=== Gösterilen metin ===
■ ■ ■ ■ ■

Captain Marvel Film İncelemesi ve Değerlendirmesi:
Biraz geç de olsa filme gittim ve incelemesini yazdım. İşte karşınızda hem spoiler içermeyen hem de spoiler içeren incelememiz arkadaşlar.
Bu film hakkında konuşmaya (yazmaya) başlamadan önce film için hazırlanan düzeneği anlamak gerek. The Avengers: Endgame filmine plot device olarak girecek bir karakter lazımdı (hani herkesi Adam Warlock olmasını beklediği karakter) . Büyük ihtimal Dr.Strange‘in gelecekte gördüğü başarılı planın parçası Captain Marvel’ın çağırılışı olacaktı. Nitekim bir plot device gerekiyordu. Peki neden bir plot device için film çekildi.
Çünkü Marvel, hem çizgi roman hem de film evrenlerinde istikrarlı, popüler, ayakları yere basan kadın karakter sıkıntısı çekmekte idi. Ve Wonder Woman filminin başarısı sonrası Marvel rotasını Captain Marvel olarak belirledi. Feminist film vs diye kimi kesimin çok yükseldiği film aslında bir plot cihazının filmidir. Kadın olması ve kadınlar gününde vizyona girmesi vs alayı. Marvel’ın iki büyük filmi arasında düşük bütçe ile çok kâr elde edebileceği bir ara film ile bütçe düzenlemesi yapmak istemesidir. Tabi kamu üzerindeki imajını da iyileştirmesi de cabası.
Nitekim sandığınız kadar feminen ya da dürüst bir film değil. Brie Larson kendi özel hayatında istediği kadar idealist ve ileri görüşlü bir kadın olsun. Bu filmin tüm düzeneği baştan aşağı 2 önemli gerekliliği karşılamak ve bu gereklilikler karşılanırken de maksimum kârı elde etmek (doğal olarak).
Yani buna kanayan yaralara bir pansuman gibi algılayıp o şekilde şişirmenin bir anlamı yok. Ancak aynı şekilde bu pazarlanış şekli sebebiyle antipati duyup yerlere gömüp filme ve karaktere çöp muamelesi yapan eleştirmenler ve ortamlar da bir o kadar hataya düşmüşler bence.
Neyse bu elalemin sorunu biz gelelim bizim tarafımıza.

■ ■ ■ ■ ■

Bir veri kümesinden kayıtlar:
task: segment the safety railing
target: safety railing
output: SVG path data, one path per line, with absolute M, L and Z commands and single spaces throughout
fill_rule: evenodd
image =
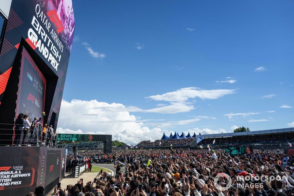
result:
M 41 124 L 35 126 L 0 123 L 0 146 L 56 146 L 57 134 L 43 132 Z

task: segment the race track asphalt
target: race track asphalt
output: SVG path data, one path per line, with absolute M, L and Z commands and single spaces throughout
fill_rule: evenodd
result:
M 93 165 L 94 166 L 98 166 L 101 167 L 105 167 L 110 170 L 111 170 L 115 173 L 115 168 L 113 167 L 114 164 L 113 163 L 93 163 Z M 126 167 L 122 167 L 121 170 L 124 173 L 126 171 Z

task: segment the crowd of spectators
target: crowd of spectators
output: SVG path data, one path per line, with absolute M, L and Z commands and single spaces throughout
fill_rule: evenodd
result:
M 148 140 L 141 142 L 136 145 L 138 147 L 160 146 L 170 146 L 171 145 L 173 146 L 187 146 L 190 144 L 193 140 L 194 139 L 193 138 L 157 140 L 154 142 L 151 142 L 150 140 Z
M 125 172 L 118 163 L 115 176 L 103 171 L 91 182 L 56 186 L 53 195 L 291 196 L 294 156 L 284 153 L 281 149 L 236 156 L 222 150 L 115 150 L 113 157 L 127 158 Z
M 294 140 L 294 133 L 285 132 L 262 135 L 240 135 L 227 137 L 209 138 L 203 138 L 198 143 L 199 145 L 211 144 L 215 140 L 215 144 L 225 145 L 245 144 L 262 143 L 278 144 L 290 142 Z

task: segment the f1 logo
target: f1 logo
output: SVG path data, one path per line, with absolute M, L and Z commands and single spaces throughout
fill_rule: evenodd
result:
M 0 171 L 8 171 L 11 168 L 11 166 L 9 167 L 0 167 Z
M 57 31 L 58 33 L 60 33 L 64 30 L 64 27 L 62 26 L 62 24 L 61 23 L 61 21 L 58 18 L 57 13 L 56 13 L 56 11 L 55 10 L 52 9 L 47 11 L 47 15 L 48 15 L 49 18 L 50 19 L 50 21 L 54 23 L 54 24 L 57 28 L 56 31 Z

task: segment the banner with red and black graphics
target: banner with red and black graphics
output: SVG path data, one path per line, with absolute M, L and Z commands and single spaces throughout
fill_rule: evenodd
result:
M 71 0 L 12 0 L 5 23 L 0 26 L 3 145 L 11 144 L 11 125 L 20 113 L 31 122 L 44 111 L 43 123 L 56 129 L 76 27 Z
M 80 163 L 78 165 L 78 169 L 76 170 L 76 175 L 75 175 L 75 177 L 79 177 L 82 174 L 85 172 L 88 171 L 88 162 L 87 161 L 85 161 L 83 163 Z M 78 172 L 78 173 L 76 173 Z
M 26 195 L 36 187 L 50 192 L 64 177 L 66 150 L 39 147 L 0 147 L 0 195 Z
M 284 146 L 284 151 L 285 154 L 288 155 L 294 155 L 294 147 Z

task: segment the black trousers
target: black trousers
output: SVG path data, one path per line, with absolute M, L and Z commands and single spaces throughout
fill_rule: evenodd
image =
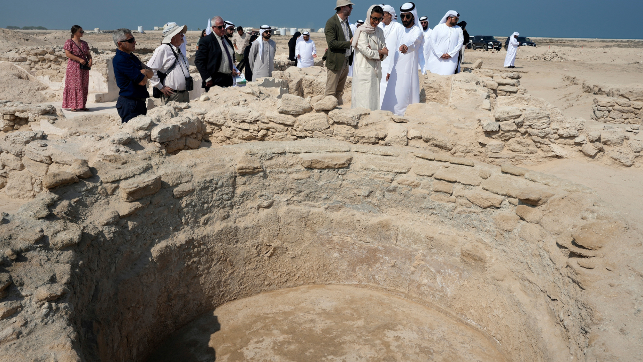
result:
M 220 87 L 231 87 L 233 84 L 232 74 L 226 74 L 224 73 L 215 73 L 212 75 L 213 86 Z M 203 88 L 205 88 L 206 93 L 210 90 L 210 87 L 206 86 L 205 82 L 203 82 Z
M 147 105 L 145 104 L 144 99 L 131 99 L 120 96 L 116 100 L 116 111 L 121 117 L 121 122 L 125 123 L 136 116 L 147 115 Z

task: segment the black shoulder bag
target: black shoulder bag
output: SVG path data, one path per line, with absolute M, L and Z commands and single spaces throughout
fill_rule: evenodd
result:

■ ■ ■ ■ ■

=== Yapılacak görevler ===
1: Captain Marvel film incelemesindeki "Ve Wonder Woman filminin başarısı sonrası Marvel rotasını Captain Marvel olarak belirledi." cümlesini İngilizceye çevirin.
2: Captain Marvel film incelemesinin bir sonraki bölümünü, son cümlesinden sonra başlayarak tamamlayın.
Bu verilerin burada hiçbir rolü yoktur.

=== Görev sonuçları ===
1: And after the success of the Wonder Woman film, Marvel set its course as Captain Marvel.

2:
-Spoiler içermeyen Kısım-
Film ile ilgili tek diyebileceğim. Tüm filmin 2 ve 3. viteslerde takılı kalması. Tamam asla büyük bir düşüş yaşamıyoruz. Film asla dibi görmüyor (bu filminden daha iyi olduğunu düşündüğüm Wonder Woman’ın bile dibi gördüğünü düşünürsek bu iyi bir şey benim açımdan). Ancak asla 4 ila 5. (ya da 6 artık her neyse, eski kafalıyız 5. de kaldık biz…) viteslere geçemiyoruz.
Bir ara ufak bir plot twist anında bir kaç saniye kadar 4. vitesi görür gibi oluyoruz ancak oradan da deviri o kadar hızlı düşürüyor ki. 4’den 2 ye geçip motor frenine uğruyor film ilk 60-70 dakikadan sonra.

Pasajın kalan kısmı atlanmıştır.